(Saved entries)
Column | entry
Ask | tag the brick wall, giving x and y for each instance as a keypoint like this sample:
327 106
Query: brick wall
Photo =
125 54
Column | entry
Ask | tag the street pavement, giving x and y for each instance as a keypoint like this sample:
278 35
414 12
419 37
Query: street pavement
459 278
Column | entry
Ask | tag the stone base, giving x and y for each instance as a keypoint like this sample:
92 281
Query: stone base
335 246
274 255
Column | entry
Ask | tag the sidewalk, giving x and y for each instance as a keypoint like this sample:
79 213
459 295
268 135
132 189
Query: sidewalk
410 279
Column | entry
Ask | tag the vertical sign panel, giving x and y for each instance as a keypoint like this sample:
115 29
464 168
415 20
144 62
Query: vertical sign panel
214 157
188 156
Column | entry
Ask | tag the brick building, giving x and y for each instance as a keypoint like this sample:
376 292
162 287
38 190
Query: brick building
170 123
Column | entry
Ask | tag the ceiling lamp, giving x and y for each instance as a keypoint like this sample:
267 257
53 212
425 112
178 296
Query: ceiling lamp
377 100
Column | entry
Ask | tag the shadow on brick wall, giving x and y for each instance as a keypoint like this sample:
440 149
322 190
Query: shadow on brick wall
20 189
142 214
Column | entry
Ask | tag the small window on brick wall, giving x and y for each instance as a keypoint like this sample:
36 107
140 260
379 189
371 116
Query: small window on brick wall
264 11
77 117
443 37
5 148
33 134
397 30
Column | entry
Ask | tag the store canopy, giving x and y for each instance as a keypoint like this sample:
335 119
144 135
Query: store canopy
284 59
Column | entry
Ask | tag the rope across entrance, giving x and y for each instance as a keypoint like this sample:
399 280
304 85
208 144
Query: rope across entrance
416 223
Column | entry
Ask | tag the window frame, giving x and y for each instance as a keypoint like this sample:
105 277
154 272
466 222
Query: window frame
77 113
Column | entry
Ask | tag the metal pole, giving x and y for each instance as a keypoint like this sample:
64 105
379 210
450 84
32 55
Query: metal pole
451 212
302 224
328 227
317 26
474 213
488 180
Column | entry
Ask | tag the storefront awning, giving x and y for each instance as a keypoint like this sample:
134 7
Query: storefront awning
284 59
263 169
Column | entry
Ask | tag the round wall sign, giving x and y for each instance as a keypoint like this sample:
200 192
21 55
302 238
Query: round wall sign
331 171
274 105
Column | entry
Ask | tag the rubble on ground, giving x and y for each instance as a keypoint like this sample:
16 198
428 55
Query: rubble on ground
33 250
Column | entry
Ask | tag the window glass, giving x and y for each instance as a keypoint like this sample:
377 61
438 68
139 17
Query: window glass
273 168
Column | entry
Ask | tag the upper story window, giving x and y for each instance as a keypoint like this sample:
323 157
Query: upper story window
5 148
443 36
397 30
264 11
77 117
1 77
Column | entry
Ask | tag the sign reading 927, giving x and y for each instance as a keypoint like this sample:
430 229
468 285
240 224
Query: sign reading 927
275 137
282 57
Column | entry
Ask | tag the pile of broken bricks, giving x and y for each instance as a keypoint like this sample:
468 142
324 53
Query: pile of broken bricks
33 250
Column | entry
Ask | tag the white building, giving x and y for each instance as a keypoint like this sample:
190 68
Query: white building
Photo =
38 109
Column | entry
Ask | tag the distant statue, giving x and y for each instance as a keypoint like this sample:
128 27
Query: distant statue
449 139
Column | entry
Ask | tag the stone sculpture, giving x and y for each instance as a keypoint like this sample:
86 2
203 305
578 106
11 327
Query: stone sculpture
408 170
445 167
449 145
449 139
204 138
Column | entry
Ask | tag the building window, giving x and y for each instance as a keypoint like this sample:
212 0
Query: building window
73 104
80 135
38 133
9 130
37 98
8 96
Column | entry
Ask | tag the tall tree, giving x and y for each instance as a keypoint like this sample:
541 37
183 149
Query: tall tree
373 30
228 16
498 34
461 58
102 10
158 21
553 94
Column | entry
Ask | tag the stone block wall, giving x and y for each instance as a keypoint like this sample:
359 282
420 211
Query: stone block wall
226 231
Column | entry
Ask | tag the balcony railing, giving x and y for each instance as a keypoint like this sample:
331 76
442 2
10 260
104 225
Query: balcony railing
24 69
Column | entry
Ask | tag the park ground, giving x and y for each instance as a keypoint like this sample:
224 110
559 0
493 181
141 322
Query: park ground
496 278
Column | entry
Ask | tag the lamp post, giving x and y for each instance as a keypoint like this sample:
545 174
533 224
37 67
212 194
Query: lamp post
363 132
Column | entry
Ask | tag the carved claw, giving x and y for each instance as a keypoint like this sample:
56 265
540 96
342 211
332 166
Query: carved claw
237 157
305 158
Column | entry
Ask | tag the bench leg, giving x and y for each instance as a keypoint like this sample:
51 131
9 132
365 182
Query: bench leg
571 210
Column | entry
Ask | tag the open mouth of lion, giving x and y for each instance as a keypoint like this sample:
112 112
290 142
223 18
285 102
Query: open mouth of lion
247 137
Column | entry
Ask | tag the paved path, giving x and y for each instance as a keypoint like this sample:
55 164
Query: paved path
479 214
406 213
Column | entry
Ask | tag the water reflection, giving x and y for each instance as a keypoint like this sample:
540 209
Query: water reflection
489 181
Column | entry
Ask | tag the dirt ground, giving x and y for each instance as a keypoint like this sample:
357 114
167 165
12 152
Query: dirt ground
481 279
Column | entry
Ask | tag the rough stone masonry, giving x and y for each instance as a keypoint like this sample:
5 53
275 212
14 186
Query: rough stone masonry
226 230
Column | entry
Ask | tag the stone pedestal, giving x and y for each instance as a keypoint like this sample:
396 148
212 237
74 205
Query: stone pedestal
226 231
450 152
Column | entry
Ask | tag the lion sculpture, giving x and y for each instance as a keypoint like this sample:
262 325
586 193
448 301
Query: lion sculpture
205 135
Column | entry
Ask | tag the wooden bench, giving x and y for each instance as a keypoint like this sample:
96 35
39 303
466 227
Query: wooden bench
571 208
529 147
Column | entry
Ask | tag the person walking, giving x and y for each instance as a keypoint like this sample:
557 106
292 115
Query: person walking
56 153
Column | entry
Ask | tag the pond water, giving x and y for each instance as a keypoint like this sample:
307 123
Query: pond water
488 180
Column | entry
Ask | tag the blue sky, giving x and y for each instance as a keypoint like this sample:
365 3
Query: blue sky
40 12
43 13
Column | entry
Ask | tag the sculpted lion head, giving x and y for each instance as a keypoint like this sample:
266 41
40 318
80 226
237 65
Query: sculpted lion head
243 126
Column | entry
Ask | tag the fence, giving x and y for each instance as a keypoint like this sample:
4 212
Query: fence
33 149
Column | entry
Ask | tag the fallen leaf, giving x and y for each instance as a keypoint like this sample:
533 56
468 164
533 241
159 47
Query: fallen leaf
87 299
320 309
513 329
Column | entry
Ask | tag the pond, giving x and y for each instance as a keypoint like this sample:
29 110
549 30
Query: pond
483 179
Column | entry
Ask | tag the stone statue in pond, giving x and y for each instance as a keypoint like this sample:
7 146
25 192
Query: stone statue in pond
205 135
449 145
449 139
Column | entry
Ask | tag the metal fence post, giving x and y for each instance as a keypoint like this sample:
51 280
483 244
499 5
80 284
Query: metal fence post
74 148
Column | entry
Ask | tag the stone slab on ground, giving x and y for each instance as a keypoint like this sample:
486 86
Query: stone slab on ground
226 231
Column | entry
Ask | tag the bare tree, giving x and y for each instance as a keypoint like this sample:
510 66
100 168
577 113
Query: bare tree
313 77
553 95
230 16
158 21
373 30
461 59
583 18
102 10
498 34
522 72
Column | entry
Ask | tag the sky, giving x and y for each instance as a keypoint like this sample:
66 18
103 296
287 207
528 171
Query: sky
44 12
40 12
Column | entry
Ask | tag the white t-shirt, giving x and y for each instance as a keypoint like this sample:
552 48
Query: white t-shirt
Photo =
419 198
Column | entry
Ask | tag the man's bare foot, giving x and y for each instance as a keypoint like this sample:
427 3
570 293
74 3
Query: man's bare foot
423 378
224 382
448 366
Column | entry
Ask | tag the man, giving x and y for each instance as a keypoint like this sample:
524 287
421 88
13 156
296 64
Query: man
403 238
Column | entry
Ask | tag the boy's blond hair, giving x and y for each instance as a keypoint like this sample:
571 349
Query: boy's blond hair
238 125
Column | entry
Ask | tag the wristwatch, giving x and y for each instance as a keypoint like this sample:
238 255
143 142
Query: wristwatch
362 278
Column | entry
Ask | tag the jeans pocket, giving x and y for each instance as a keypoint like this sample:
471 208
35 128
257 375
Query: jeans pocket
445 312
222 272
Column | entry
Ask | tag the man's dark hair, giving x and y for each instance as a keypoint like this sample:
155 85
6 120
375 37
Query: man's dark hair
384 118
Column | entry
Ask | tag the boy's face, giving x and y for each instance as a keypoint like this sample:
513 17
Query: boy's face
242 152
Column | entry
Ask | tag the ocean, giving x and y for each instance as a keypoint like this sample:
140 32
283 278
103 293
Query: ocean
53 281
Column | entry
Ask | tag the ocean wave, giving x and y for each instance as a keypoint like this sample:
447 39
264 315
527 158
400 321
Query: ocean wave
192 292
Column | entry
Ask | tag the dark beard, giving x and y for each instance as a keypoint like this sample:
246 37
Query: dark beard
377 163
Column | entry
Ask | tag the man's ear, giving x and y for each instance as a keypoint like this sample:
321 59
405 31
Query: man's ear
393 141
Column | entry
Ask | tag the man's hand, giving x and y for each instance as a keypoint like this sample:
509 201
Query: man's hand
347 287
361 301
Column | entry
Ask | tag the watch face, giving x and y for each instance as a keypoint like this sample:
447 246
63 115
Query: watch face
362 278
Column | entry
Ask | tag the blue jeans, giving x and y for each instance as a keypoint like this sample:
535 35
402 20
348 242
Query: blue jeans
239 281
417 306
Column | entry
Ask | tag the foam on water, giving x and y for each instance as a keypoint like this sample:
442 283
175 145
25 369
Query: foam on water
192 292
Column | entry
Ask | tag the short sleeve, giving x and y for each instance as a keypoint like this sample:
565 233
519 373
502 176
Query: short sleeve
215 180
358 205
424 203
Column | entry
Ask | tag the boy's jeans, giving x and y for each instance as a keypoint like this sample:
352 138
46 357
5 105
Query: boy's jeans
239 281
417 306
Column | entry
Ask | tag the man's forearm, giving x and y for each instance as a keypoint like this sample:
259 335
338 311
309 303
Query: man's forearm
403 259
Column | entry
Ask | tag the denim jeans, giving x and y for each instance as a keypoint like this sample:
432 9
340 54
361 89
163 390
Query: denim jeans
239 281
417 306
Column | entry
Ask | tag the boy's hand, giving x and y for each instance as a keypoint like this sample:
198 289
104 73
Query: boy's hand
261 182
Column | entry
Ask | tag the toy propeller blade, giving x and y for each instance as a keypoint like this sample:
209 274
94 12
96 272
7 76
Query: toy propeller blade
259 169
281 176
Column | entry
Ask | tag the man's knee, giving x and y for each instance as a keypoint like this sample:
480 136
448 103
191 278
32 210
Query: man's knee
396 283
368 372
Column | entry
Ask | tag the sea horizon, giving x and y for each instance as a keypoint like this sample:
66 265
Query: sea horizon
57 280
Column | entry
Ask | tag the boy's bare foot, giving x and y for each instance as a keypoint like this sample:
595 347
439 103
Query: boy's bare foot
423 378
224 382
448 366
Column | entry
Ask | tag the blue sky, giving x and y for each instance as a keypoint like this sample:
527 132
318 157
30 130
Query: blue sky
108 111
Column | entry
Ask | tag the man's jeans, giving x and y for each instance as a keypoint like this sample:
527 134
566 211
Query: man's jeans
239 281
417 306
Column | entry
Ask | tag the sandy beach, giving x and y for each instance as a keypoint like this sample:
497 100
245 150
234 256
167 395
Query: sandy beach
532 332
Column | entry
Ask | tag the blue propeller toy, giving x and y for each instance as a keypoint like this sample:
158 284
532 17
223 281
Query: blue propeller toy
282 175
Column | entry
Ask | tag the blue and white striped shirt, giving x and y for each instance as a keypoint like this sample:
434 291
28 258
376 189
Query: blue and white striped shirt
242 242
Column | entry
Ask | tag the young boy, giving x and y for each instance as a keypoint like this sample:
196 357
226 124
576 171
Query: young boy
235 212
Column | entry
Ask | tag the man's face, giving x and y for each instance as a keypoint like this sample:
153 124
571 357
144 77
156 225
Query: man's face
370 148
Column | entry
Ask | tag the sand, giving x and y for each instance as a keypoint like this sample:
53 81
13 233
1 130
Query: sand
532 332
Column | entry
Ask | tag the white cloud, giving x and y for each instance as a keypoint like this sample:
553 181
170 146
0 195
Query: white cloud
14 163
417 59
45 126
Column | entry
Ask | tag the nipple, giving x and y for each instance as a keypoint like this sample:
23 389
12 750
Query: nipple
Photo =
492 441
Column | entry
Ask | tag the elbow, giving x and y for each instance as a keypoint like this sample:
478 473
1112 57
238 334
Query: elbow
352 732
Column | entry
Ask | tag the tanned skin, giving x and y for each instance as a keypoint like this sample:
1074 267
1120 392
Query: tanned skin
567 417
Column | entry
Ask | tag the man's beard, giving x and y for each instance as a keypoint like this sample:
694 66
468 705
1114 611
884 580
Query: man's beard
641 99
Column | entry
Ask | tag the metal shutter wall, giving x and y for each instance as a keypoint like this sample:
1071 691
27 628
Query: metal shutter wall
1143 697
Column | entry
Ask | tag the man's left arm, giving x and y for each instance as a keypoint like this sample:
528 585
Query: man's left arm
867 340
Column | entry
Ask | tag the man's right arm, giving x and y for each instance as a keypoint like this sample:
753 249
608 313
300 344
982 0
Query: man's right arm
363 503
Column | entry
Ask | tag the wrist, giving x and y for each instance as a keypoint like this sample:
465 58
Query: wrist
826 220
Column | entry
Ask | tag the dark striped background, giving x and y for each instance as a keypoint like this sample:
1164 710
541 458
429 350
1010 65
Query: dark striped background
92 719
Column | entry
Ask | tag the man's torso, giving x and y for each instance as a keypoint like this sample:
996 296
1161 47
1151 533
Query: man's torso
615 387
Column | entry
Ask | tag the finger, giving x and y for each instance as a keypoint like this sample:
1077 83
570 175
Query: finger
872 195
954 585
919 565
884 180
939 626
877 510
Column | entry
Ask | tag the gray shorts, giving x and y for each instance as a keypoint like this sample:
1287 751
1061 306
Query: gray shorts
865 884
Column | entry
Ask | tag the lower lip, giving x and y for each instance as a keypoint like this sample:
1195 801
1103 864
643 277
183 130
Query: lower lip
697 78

● **Directions**
All lines above in which the word "nipple" occurs should be identified and copied.

● **Response area**
Ask | tag the nipple, giving x and y for each instance as a keypoint like this sample:
Query: nipple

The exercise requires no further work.